Provided passage:
Yoghurt – Healthy Dessert
Desserts are delicious but usually associated with being unhealthy, high fat, high calorie and nutritionally useless. Fruit yoghurt desserts are one of the few exceptions to this and so are popular as a light option and fly off the supermarket shelves.
When berries are in abundance in the summer and autumn, and indeed when tinned fruit is available all year round, I sometimes wonder why people don’t buy plain yoghurt and add their own fruit, rather than buying the cartons of prepared fruit yoghurt.
Shop Bought Yoghurts vs Make Your Own
The average pot of supermarket bought ‘fruit’ yoghurt has little fruit, lots of sugar plus often thickeners, flavourings and other additives. A pack of four 125g pots, costs between £1.50 and £2.00.
You can buy a large pot of plain yoghurt for as little as 55p for 500g. Add your own berries or tinned fruit and a little sugar or spoonful of honey – and you have an instant dessert that is more health-giving and considerably cheaper than the average small pot of yoghurt. You will also probably considerably reduce your carbon footprint – in the amount of plastic used, the reduction in processing and additives and the distance the products have travelled – particularly if you can buy locally produced yoghurt and local fruit.

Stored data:
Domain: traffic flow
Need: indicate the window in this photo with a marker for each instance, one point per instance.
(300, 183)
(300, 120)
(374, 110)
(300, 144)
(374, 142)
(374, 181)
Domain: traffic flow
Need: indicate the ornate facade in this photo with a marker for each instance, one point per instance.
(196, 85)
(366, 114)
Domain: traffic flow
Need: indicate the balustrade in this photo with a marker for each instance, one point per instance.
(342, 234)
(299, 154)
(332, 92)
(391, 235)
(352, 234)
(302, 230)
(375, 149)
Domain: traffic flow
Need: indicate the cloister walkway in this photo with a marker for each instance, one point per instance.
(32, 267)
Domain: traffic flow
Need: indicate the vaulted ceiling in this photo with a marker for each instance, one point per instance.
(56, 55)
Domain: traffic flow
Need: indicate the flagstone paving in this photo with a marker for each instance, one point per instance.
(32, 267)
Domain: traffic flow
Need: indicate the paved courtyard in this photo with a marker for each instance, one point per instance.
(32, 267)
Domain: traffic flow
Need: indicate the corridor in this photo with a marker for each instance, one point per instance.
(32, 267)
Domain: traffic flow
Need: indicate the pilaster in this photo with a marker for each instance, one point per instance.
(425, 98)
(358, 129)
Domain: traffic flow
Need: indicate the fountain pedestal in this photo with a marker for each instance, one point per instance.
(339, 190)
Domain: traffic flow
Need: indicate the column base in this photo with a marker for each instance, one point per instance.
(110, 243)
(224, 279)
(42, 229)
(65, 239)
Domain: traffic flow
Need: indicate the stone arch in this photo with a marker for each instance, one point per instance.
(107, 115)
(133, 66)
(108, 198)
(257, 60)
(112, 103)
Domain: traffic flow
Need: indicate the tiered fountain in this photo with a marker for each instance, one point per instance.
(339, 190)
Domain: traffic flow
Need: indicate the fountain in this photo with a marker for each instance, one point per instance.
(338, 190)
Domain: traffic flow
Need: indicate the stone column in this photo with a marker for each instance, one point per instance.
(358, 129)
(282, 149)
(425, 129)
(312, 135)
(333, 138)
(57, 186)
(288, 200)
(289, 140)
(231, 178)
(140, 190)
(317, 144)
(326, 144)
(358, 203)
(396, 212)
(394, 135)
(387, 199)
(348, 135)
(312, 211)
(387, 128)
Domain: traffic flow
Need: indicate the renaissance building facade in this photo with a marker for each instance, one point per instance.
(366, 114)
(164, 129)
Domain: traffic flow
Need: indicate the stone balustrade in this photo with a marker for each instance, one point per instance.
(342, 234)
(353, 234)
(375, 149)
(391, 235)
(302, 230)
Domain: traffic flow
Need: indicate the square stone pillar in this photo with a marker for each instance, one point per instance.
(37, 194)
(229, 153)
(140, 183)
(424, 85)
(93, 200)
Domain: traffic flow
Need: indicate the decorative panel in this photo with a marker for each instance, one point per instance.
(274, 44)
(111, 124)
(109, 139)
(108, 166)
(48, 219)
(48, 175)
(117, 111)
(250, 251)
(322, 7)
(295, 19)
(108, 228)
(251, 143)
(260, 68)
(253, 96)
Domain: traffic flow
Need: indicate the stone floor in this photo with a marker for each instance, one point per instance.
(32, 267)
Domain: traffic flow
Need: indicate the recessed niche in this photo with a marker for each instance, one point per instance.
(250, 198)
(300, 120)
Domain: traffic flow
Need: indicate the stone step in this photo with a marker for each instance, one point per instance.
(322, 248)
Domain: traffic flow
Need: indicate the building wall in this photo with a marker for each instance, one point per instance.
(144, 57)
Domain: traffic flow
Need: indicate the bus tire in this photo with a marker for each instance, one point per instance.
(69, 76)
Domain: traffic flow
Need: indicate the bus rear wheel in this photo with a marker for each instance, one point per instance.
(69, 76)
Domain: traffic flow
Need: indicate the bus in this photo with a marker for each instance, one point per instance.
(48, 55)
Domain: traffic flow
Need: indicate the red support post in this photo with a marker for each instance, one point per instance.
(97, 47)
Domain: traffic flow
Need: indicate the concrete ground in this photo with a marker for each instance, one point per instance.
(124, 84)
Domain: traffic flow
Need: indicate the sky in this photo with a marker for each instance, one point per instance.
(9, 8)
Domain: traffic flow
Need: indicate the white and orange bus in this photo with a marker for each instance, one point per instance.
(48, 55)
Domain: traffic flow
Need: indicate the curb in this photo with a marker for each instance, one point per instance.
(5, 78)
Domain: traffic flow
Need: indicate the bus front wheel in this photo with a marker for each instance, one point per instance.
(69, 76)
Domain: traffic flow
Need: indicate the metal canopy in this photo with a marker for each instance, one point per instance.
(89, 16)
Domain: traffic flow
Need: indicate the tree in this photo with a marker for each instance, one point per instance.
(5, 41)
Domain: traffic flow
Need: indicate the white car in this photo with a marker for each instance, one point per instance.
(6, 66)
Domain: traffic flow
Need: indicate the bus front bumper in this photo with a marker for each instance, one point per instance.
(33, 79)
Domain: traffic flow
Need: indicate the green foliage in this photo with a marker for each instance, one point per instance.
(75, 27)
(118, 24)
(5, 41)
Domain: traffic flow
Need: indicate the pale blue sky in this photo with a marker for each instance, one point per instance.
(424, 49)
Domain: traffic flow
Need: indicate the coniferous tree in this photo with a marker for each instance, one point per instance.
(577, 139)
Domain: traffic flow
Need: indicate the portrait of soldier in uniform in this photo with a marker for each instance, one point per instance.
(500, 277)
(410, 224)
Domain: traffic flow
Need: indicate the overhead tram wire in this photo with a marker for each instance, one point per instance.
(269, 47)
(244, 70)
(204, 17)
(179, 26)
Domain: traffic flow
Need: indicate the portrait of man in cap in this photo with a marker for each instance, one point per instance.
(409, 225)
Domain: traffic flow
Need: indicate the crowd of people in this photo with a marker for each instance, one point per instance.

List of tasks:
[A] Retype part of the article on yoghurt desserts word for word, beginning at the words "When berries are" and stopping after "between £1.50 and £2.00.".
[B] According to the article on yoghurt desserts, what is the lowest price given for a 500g pot of plain yoghurt?
[C] Write what comes next in the article on yoghurt desserts, picking up after its final sentence.

Task-by-task results:
[A]
When berries are in abundance in the summer and autumn, and indeed when tinned fruit is available all year round, I sometimes wonder why people don’t buy plain yoghurt and add their own fruit, rather than buying the cartons of prepared fruit yoghurt.
Shop Bought Yoghurts vs Make Your Own
The average pot of supermarket bought ‘fruit’ yoghurt has little fruit, lots of sugar plus often thickeners, flavourings and other additives. A pack of four 125g pots, costs between £1.50 and £2.00.

[B] As little as 55p.

[C]
Fruit In Season
The best berries are fresh and can even be free! Go blackberry picking in September and October when they are plentiful. Enjoy an autumn Harvest Walk and go armed with containers and bags. Search the internet to see if there are any fruit sharing schemes in your area where people report that they have a surplus of fruit.
To get freshly picked berries at reasonable prices, go to Pick Your Own Farms. And look out at your local market stalls for well priced produce – often cheaper than the supermarkets.
Blueberries are of course very available all year round now now – and have apparently taken over from raspberries in popularity. Most blueberries come from overseas, although their long shelf life make them adaptable to importing.
Buy frozen berries, especially local ones that are locally grown. Supermarkets sell bags of frozen fruit at prices often much cheaper than fresh ones. check in the the freezer aisles. They tend to be a bit mushy, but this is ideal for making fruit yoghurts.
And Good For You Too!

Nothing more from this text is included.